───── EXCERPTED DATA

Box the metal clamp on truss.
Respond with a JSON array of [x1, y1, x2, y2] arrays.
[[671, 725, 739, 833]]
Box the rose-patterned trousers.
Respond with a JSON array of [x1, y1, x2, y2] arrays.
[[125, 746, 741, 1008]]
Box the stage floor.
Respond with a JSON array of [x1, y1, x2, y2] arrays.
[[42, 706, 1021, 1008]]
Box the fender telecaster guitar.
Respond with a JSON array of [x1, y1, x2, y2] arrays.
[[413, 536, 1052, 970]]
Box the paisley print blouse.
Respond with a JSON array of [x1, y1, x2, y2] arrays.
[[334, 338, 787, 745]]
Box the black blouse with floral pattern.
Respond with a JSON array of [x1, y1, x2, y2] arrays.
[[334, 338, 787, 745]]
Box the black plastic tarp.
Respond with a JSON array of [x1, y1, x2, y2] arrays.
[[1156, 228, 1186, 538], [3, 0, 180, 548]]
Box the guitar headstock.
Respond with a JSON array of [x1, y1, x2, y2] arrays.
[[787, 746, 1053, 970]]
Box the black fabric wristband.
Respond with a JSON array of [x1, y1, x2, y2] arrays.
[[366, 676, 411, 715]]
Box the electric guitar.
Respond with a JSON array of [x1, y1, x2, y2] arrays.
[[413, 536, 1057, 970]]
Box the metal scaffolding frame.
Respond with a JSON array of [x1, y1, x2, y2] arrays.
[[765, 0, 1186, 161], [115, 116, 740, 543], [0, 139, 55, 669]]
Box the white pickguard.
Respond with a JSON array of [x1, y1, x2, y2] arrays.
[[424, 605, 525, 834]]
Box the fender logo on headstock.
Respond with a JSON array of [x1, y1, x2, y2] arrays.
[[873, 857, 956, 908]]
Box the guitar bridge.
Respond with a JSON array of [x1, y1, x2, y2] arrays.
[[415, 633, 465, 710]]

──────────

### [TASK GOAL]
Extract the lines of the material above, from the line containing "Box the black fabric wristband." through its final line, and reproduce them without any changes.

### [FINAL RESULT]
Box the black fabric wristband.
Respond with a JSON array of [x1, y1, x2, y2] arrays.
[[366, 676, 411, 715]]
Box the electric guitar.
Respond with a JSON array of [x1, y1, x2, y2] arrays.
[[413, 536, 1057, 970]]
Box the metal scaffolding frame.
Respond with a JSON array of [x1, y1, x2, y2] arrays.
[[765, 0, 1186, 161], [115, 116, 740, 543], [0, 139, 55, 669]]
Box the white pickguard.
Respond with a JSON array of [x1, y1, x2, y2] arrays.
[[424, 605, 525, 834]]
Box the fender logo on headstock.
Respond with a JSON array of [x1, y1, x2, y2] arrays.
[[873, 857, 956, 908]]
Box the guitar bridge.
Respond with a JSON array of [x1, y1, x2, y2] arrays.
[[415, 633, 465, 710]]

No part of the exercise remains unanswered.